# [Text zur Analyse]
BDIU kritisiert das geplante Fiskalprivileg der Finanzämter

Der Bundesverband der Deutschen Inkassounternehmen (BDIU) kritisiert das im Sparpaket der Bundesregierung enthaltene Vorgriffsrecht der Finanzverwaltung in Insolvensverfahren. Ein solches Sparpaket auf Kosten der Wirtschaft gefährde zudem die Existenz sanierungsfähiger Pleitefirmen.
 
Der BDIU begrüßt zwar die aktuellen Sparanstrengungen der Bundesregierung. Aber im Insolvenzrecht seien sie teilweise kontraproduktiv, so BDIU-Präsident Wolfgang Spitz. So sollen die Finanzverwaltungen künftig ein Vorgriffsrecht bei Insolvenzen erhalten.
 
Konkret:Wenn ein zahlungsunfähiges Unternehmen noch Rückerstattungsansprüche gegenüber dem Finanzamt hat, sollen diese demnächst mit den Forderungen der Finanzämter verrechnet werden. Anderen Gläubigern soll ein vergleichbares Vorrecht nicht eingeräumt werden. Die Regierung verspricht sich von dieser Maßnahme Mehreinnahmen von über 300 Millionen Euro pro Jahr. "Das ist ein Fiskusprivileg durch die Hintertür", kritisiert Spitz. "Dabei hatten wir eigentlich gedacht, dass die Regierung auf dieses Instrument verzichten wollte.

# [Aufgaben]
(1) Welche jährlichen Mehreinnahmen erwartet die Regierung laut dem Text zum Fiskalprivileg von dem geplanten Vorgriffsrecht?
(2) Bitte führen Sie den Text zum Fiskalprivileg im Anschluss an seinen letzten Satz weiter.

# [Datenauszüge]
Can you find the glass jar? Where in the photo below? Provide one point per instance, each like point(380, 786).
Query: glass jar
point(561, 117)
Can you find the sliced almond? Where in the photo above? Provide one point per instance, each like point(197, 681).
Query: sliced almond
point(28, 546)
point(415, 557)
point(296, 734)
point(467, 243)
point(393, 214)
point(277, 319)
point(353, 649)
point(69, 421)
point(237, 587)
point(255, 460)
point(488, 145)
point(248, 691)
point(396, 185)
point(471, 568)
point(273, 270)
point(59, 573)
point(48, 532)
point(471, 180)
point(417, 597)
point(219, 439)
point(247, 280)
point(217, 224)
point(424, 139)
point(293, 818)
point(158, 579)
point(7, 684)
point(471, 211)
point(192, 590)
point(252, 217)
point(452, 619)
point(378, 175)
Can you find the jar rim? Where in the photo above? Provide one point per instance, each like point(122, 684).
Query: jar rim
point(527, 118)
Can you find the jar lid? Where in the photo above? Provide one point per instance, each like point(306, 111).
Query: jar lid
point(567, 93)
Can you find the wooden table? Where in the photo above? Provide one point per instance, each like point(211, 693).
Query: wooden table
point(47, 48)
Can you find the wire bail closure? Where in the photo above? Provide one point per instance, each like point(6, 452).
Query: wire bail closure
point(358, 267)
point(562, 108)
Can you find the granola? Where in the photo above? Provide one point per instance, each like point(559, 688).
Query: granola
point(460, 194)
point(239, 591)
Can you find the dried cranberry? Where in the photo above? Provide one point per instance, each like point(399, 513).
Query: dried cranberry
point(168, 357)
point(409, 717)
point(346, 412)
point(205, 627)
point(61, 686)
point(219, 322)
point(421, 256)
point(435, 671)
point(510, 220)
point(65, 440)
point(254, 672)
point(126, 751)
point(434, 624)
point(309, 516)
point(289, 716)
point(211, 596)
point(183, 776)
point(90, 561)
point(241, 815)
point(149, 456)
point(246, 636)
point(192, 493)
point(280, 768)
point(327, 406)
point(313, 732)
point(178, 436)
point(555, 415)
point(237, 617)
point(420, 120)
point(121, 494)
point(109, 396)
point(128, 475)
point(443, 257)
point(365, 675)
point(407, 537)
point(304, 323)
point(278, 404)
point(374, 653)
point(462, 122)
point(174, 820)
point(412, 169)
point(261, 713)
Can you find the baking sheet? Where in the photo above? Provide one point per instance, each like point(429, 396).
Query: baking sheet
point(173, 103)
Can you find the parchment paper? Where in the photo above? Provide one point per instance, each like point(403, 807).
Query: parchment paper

# [Lösungen]
(1) Mehr als 300 Millionen Euro pro Jahr.

(2)
 
Sanierungsfähigen Unternehmen wird so die finanzielle Grundlage entzogen. Für Selbstständige und kleine Unternehmen bedeutet ein solches Vorrecht in aller Regel das wirtschaftliche Aus, denn mit dem Geld der Steuererstattungen könnten viele noch weiter unternehmerisch tätig sein." Auch die erwarteten Mehreinnahmen für die Staatskasse würden nach Einschätzung des BDIU deutlich niedriger ausfallen.
 
"Das Ganze ist eine Milchmädchenrechnung", kritisiert Spitz. "Die Mitarbeiter der insolventen Firmen werden einfach in die Arbeitslosigkeit entlassen – und hierfür müssen die Sozialversicherungen und der Staat dann doch wieder aufkommen. Außerdem gehen Steuereinnahmen verloren, wenn wirtschaftliche Tätigkeit unterbunden wird. Unterm Strich wird für die Staatskasse dann kaum etwas übrig bleiben, und überlebensfähige Firmen sind vom Markt verschwunden. Das ist keine unternehmerfreundliche Politik und zudem volkswirtschaftlich unvernünftig. Wir würden es daher begrüßen, wenn die Bundesregierung von diesem Vorgriffsrecht doch noch absieht und dem Grundsatz ‚Sanierung vor Zerschlagung’ eine echte Chance gäbe."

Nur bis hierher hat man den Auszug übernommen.